### What this task involves
Count the lines of the listing below that contain the word "beanie", and reply with that number only.

__________

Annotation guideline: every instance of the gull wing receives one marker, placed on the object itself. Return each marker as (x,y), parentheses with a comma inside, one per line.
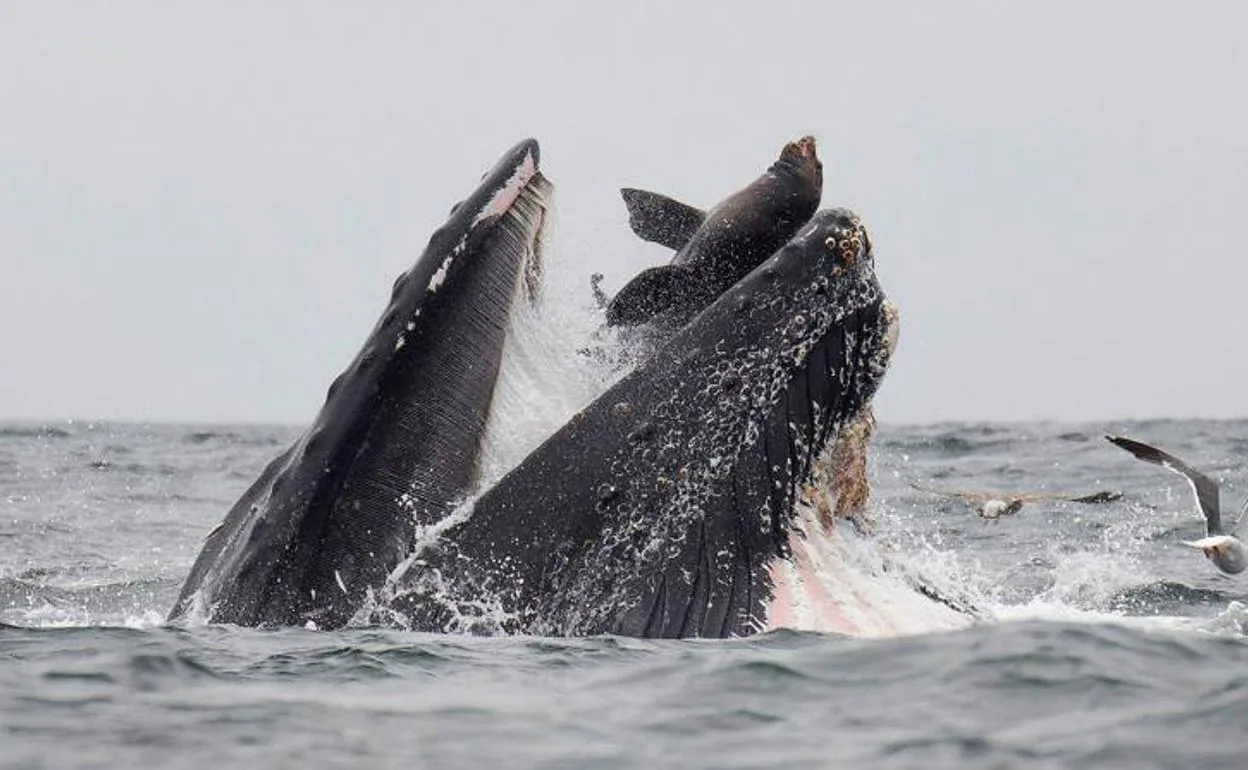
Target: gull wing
(1103,496)
(969,497)
(1204,488)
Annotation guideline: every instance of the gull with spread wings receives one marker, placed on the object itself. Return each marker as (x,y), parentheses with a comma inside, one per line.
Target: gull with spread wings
(995,504)
(1224,550)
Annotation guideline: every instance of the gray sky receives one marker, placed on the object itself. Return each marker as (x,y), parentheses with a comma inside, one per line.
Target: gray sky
(202,205)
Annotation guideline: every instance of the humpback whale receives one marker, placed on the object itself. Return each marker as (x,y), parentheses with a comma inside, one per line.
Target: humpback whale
(396,443)
(715,248)
(665,508)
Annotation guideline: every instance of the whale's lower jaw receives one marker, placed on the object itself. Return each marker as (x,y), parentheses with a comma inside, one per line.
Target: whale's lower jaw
(836,580)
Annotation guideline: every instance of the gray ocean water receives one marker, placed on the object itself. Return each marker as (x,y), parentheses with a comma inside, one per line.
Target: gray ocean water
(1103,642)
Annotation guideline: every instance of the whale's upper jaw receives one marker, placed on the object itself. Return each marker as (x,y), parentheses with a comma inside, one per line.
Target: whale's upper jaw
(327,519)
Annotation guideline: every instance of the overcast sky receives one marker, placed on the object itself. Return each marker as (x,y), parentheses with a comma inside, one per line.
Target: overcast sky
(202,205)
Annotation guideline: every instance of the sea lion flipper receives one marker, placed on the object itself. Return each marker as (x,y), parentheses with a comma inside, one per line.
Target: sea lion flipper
(649,292)
(660,220)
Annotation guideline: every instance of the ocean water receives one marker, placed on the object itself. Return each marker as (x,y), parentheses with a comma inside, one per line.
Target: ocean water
(1101,640)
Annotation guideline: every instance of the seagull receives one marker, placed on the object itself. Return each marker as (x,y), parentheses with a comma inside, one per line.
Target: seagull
(995,504)
(1221,548)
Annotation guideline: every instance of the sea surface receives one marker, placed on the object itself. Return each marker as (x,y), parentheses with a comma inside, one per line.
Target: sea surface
(1102,642)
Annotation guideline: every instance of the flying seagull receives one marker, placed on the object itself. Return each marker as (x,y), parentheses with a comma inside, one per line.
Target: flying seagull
(1223,549)
(995,504)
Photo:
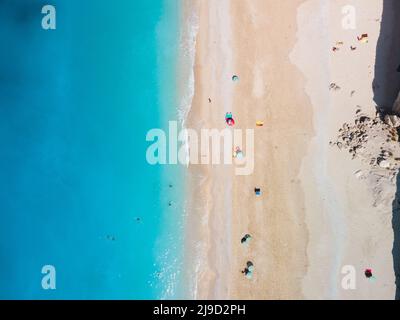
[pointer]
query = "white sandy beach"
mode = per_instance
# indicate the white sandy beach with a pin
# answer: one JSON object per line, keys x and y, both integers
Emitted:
{"x": 314, "y": 216}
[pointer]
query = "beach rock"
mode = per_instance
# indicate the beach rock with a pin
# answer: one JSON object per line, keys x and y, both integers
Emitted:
{"x": 384, "y": 164}
{"x": 392, "y": 120}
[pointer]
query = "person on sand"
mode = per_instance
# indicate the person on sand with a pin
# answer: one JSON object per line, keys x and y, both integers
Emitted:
{"x": 229, "y": 119}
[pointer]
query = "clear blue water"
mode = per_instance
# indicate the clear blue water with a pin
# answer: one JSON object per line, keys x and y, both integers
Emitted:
{"x": 75, "y": 106}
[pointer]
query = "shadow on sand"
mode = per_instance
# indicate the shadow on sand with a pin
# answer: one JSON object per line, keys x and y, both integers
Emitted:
{"x": 386, "y": 88}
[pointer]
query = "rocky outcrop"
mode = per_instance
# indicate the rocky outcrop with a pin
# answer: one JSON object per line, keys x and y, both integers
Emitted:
{"x": 396, "y": 106}
{"x": 375, "y": 141}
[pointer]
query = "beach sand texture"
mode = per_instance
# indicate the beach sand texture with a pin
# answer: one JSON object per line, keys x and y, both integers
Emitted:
{"x": 314, "y": 216}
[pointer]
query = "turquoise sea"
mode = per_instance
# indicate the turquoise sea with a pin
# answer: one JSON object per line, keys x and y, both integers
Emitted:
{"x": 76, "y": 191}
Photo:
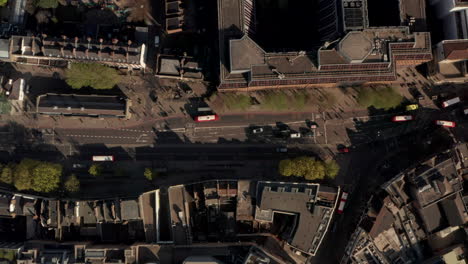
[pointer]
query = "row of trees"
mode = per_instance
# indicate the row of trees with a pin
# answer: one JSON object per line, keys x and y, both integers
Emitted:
{"x": 38, "y": 176}
{"x": 309, "y": 168}
{"x": 93, "y": 75}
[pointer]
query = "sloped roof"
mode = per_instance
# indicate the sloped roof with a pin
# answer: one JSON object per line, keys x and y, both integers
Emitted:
{"x": 456, "y": 49}
{"x": 244, "y": 53}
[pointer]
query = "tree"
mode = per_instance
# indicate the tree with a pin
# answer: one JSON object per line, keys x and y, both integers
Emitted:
{"x": 286, "y": 167}
{"x": 22, "y": 177}
{"x": 95, "y": 169}
{"x": 46, "y": 177}
{"x": 6, "y": 175}
{"x": 381, "y": 97}
{"x": 93, "y": 75}
{"x": 72, "y": 184}
{"x": 47, "y": 4}
{"x": 306, "y": 167}
{"x": 332, "y": 168}
{"x": 150, "y": 174}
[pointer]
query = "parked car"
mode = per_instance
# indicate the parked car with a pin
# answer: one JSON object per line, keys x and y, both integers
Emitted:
{"x": 295, "y": 135}
{"x": 206, "y": 118}
{"x": 257, "y": 130}
{"x": 445, "y": 123}
{"x": 281, "y": 149}
{"x": 412, "y": 107}
{"x": 402, "y": 118}
{"x": 343, "y": 150}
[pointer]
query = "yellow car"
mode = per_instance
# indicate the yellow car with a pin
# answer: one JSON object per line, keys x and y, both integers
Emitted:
{"x": 412, "y": 107}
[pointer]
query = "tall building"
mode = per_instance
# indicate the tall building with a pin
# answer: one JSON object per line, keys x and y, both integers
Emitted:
{"x": 251, "y": 58}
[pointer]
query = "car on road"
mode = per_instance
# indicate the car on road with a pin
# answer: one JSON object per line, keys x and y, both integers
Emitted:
{"x": 445, "y": 123}
{"x": 343, "y": 149}
{"x": 402, "y": 118}
{"x": 450, "y": 102}
{"x": 295, "y": 135}
{"x": 78, "y": 166}
{"x": 412, "y": 107}
{"x": 343, "y": 199}
{"x": 103, "y": 158}
{"x": 206, "y": 118}
{"x": 257, "y": 130}
{"x": 156, "y": 41}
{"x": 281, "y": 149}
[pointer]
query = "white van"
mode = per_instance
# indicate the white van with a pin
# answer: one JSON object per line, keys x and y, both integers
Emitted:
{"x": 295, "y": 135}
{"x": 156, "y": 41}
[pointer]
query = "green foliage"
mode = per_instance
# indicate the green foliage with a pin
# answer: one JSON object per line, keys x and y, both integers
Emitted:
{"x": 331, "y": 168}
{"x": 381, "y": 97}
{"x": 237, "y": 101}
{"x": 46, "y": 177}
{"x": 95, "y": 169}
{"x": 47, "y": 4}
{"x": 5, "y": 106}
{"x": 23, "y": 174}
{"x": 72, "y": 184}
{"x": 9, "y": 255}
{"x": 276, "y": 100}
{"x": 150, "y": 174}
{"x": 93, "y": 75}
{"x": 308, "y": 167}
{"x": 6, "y": 175}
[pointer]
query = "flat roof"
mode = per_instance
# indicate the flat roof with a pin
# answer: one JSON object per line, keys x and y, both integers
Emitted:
{"x": 299, "y": 199}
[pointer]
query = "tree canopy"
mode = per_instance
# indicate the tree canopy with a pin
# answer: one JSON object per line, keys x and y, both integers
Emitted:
{"x": 95, "y": 169}
{"x": 47, "y": 3}
{"x": 308, "y": 167}
{"x": 6, "y": 175}
{"x": 46, "y": 177}
{"x": 93, "y": 75}
{"x": 381, "y": 97}
{"x": 72, "y": 184}
{"x": 23, "y": 174}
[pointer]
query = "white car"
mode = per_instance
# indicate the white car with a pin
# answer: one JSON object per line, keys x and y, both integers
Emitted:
{"x": 281, "y": 149}
{"x": 402, "y": 118}
{"x": 257, "y": 130}
{"x": 445, "y": 123}
{"x": 295, "y": 135}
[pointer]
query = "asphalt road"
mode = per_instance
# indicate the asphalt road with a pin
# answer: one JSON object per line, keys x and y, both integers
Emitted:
{"x": 333, "y": 128}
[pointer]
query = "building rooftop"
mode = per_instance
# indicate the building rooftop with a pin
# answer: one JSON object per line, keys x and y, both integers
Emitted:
{"x": 383, "y": 222}
{"x": 129, "y": 209}
{"x": 244, "y": 54}
{"x": 455, "y": 49}
{"x": 355, "y": 46}
{"x": 301, "y": 201}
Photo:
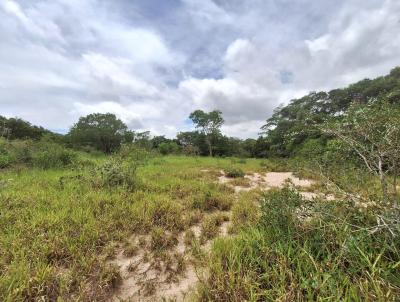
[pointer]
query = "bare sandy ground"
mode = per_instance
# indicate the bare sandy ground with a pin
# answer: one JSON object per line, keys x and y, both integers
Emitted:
{"x": 143, "y": 280}
{"x": 147, "y": 279}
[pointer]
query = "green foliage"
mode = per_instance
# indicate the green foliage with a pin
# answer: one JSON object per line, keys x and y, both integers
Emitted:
{"x": 16, "y": 128}
{"x": 283, "y": 258}
{"x": 209, "y": 124}
{"x": 168, "y": 148}
{"x": 234, "y": 172}
{"x": 102, "y": 131}
{"x": 51, "y": 155}
{"x": 297, "y": 123}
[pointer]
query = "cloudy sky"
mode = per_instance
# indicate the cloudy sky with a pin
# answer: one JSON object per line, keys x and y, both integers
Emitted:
{"x": 152, "y": 62}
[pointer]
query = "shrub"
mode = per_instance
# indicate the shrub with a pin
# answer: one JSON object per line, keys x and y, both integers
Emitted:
{"x": 234, "y": 172}
{"x": 53, "y": 156}
{"x": 116, "y": 172}
{"x": 282, "y": 258}
{"x": 168, "y": 148}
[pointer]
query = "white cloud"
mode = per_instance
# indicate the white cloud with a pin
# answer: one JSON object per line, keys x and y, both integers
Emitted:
{"x": 61, "y": 59}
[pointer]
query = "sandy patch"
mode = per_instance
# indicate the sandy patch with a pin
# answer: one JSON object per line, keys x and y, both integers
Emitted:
{"x": 153, "y": 280}
{"x": 266, "y": 181}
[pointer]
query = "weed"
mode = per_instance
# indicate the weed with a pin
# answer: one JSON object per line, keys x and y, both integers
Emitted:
{"x": 234, "y": 172}
{"x": 160, "y": 240}
{"x": 211, "y": 225}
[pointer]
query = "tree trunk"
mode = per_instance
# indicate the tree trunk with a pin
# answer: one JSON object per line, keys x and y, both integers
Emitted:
{"x": 395, "y": 196}
{"x": 209, "y": 145}
{"x": 383, "y": 181}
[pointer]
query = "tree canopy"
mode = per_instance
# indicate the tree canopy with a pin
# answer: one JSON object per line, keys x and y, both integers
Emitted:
{"x": 102, "y": 131}
{"x": 209, "y": 124}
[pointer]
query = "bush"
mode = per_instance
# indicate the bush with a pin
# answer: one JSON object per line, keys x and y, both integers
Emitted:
{"x": 116, "y": 172}
{"x": 234, "y": 172}
{"x": 330, "y": 257}
{"x": 5, "y": 160}
{"x": 168, "y": 148}
{"x": 51, "y": 155}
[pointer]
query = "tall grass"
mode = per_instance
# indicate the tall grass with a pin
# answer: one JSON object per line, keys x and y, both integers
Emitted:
{"x": 333, "y": 257}
{"x": 59, "y": 225}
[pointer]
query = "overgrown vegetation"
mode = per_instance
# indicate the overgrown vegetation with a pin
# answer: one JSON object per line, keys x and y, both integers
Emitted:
{"x": 71, "y": 203}
{"x": 339, "y": 255}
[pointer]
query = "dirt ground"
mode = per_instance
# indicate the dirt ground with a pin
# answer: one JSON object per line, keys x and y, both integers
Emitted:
{"x": 149, "y": 278}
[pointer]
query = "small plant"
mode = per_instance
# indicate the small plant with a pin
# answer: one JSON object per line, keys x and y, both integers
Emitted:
{"x": 189, "y": 238}
{"x": 160, "y": 240}
{"x": 234, "y": 172}
{"x": 211, "y": 225}
{"x": 131, "y": 250}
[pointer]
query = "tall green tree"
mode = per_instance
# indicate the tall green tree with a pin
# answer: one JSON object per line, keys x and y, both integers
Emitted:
{"x": 372, "y": 131}
{"x": 102, "y": 131}
{"x": 209, "y": 124}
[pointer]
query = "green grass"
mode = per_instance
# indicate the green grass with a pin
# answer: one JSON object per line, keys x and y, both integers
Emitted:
{"x": 285, "y": 259}
{"x": 57, "y": 224}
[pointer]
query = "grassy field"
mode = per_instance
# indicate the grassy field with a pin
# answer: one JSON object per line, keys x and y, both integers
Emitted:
{"x": 60, "y": 228}
{"x": 58, "y": 225}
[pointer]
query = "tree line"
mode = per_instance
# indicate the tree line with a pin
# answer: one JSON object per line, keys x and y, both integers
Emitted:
{"x": 292, "y": 130}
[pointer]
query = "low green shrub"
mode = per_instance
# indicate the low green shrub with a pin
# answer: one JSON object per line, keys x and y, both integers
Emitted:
{"x": 234, "y": 172}
{"x": 333, "y": 257}
{"x": 53, "y": 156}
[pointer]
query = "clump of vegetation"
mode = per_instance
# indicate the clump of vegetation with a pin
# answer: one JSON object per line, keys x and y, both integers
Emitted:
{"x": 245, "y": 212}
{"x": 212, "y": 200}
{"x": 161, "y": 240}
{"x": 53, "y": 156}
{"x": 315, "y": 260}
{"x": 234, "y": 172}
{"x": 210, "y": 227}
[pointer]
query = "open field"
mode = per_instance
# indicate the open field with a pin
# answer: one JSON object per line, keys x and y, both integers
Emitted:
{"x": 66, "y": 235}
{"x": 59, "y": 227}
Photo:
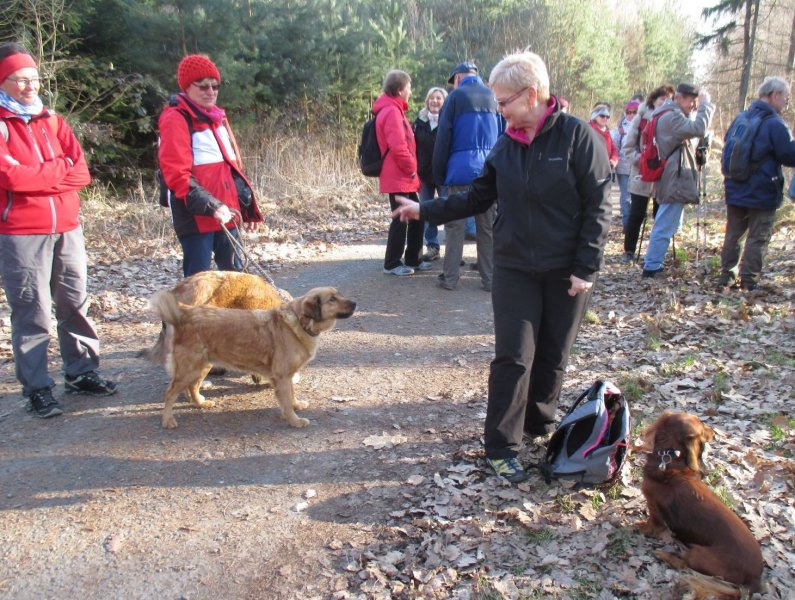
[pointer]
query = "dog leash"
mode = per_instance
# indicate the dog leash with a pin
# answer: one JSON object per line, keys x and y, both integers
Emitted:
{"x": 245, "y": 258}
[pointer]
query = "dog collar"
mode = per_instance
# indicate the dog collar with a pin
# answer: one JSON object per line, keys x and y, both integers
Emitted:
{"x": 667, "y": 456}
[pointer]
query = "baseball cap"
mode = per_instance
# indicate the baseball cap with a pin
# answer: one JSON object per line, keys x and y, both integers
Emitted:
{"x": 687, "y": 89}
{"x": 464, "y": 67}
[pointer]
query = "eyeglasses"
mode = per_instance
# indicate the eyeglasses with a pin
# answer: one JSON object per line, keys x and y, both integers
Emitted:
{"x": 206, "y": 86}
{"x": 23, "y": 83}
{"x": 509, "y": 99}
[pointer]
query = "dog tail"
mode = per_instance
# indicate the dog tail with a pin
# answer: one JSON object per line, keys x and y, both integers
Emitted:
{"x": 704, "y": 585}
{"x": 165, "y": 304}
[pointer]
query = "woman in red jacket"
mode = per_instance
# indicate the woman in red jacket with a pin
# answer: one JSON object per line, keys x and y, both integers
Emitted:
{"x": 399, "y": 173}
{"x": 202, "y": 167}
{"x": 41, "y": 241}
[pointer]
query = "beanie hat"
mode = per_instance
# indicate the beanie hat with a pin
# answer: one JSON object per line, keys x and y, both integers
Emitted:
{"x": 195, "y": 67}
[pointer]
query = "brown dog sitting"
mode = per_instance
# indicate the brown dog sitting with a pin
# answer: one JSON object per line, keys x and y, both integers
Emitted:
{"x": 719, "y": 543}
{"x": 272, "y": 343}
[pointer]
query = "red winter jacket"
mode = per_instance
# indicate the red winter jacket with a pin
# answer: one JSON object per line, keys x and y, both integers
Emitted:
{"x": 197, "y": 163}
{"x": 41, "y": 168}
{"x": 612, "y": 151}
{"x": 399, "y": 172}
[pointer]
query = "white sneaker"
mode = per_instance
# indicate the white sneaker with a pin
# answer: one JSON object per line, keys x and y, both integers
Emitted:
{"x": 400, "y": 271}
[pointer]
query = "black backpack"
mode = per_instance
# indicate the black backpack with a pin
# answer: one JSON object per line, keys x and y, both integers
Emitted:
{"x": 590, "y": 445}
{"x": 737, "y": 161}
{"x": 370, "y": 158}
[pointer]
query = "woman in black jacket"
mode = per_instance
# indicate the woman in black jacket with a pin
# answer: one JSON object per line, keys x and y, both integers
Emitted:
{"x": 425, "y": 128}
{"x": 550, "y": 177}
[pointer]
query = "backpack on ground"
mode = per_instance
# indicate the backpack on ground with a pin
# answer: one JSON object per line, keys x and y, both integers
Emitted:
{"x": 590, "y": 445}
{"x": 370, "y": 158}
{"x": 651, "y": 164}
{"x": 737, "y": 159}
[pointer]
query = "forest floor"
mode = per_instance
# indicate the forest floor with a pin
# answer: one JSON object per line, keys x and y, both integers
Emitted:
{"x": 386, "y": 493}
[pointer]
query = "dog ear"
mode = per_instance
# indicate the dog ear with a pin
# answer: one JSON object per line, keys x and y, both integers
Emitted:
{"x": 313, "y": 308}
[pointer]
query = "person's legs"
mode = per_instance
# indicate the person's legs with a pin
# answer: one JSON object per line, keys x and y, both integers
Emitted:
{"x": 736, "y": 227}
{"x": 427, "y": 192}
{"x": 226, "y": 259}
{"x": 623, "y": 198}
{"x": 517, "y": 299}
{"x": 485, "y": 245}
{"x": 26, "y": 267}
{"x": 197, "y": 252}
{"x": 77, "y": 339}
{"x": 666, "y": 224}
{"x": 411, "y": 256}
{"x": 396, "y": 239}
{"x": 639, "y": 206}
{"x": 760, "y": 230}
{"x": 561, "y": 316}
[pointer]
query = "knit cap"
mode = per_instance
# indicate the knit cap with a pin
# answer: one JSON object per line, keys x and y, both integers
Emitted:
{"x": 195, "y": 67}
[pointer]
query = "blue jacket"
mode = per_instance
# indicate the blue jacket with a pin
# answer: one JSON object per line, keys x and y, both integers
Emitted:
{"x": 774, "y": 147}
{"x": 469, "y": 126}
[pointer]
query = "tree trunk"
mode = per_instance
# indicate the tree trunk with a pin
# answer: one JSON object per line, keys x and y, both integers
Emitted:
{"x": 749, "y": 40}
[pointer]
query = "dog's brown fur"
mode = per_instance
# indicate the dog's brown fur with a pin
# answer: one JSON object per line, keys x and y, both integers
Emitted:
{"x": 272, "y": 343}
{"x": 225, "y": 289}
{"x": 719, "y": 543}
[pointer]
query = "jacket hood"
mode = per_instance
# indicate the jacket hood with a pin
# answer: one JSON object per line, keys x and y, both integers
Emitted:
{"x": 383, "y": 101}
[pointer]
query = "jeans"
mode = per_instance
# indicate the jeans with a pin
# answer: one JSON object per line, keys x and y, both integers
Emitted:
{"x": 404, "y": 240}
{"x": 535, "y": 325}
{"x": 758, "y": 225}
{"x": 198, "y": 250}
{"x": 666, "y": 224}
{"x": 427, "y": 192}
{"x": 623, "y": 198}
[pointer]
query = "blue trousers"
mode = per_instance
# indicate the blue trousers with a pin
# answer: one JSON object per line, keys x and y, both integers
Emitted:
{"x": 666, "y": 224}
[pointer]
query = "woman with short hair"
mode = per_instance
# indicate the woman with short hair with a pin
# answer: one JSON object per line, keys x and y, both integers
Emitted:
{"x": 398, "y": 173}
{"x": 550, "y": 178}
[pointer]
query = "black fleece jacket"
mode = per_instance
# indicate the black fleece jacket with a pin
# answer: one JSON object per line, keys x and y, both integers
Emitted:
{"x": 553, "y": 199}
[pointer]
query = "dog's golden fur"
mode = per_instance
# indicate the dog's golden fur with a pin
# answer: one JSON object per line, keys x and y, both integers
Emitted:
{"x": 225, "y": 289}
{"x": 272, "y": 343}
{"x": 719, "y": 543}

__________

### Exercise response
2